§ **What the task requires**: Use the entries below to count the lines that hold the word "instance"; answer with the number only.

....

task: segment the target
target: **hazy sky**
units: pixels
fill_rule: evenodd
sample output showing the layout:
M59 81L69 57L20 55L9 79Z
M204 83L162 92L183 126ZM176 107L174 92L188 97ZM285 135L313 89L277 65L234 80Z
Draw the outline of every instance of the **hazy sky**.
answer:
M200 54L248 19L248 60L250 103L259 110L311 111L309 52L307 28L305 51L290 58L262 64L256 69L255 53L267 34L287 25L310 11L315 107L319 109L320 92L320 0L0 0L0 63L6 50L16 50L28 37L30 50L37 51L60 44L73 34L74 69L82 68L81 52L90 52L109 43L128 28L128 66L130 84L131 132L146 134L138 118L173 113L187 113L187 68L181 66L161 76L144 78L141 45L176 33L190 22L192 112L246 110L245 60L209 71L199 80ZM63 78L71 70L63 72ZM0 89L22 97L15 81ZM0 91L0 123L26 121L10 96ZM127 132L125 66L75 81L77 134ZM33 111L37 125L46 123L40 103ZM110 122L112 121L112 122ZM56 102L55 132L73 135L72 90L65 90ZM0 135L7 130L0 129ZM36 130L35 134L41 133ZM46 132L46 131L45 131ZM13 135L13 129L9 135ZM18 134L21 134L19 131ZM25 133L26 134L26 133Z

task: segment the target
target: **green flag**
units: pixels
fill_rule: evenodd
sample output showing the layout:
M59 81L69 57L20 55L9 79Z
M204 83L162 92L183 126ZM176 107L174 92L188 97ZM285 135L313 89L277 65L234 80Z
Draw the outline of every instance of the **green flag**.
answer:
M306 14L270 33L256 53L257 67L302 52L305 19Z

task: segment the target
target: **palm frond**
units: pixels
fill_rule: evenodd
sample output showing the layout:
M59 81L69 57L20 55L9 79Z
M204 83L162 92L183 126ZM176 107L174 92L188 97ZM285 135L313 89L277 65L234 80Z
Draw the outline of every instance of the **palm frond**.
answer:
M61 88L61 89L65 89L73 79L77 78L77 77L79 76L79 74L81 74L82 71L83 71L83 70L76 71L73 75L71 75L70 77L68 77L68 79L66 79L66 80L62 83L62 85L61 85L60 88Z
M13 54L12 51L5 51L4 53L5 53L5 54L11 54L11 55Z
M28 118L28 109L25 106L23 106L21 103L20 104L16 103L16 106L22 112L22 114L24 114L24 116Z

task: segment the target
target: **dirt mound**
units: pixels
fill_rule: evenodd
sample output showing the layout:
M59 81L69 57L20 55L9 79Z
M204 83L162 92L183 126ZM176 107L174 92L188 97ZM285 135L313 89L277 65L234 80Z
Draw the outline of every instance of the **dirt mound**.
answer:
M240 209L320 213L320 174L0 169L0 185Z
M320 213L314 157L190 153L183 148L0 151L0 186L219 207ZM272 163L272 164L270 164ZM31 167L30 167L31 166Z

....

§ **Output for this exercise**: 4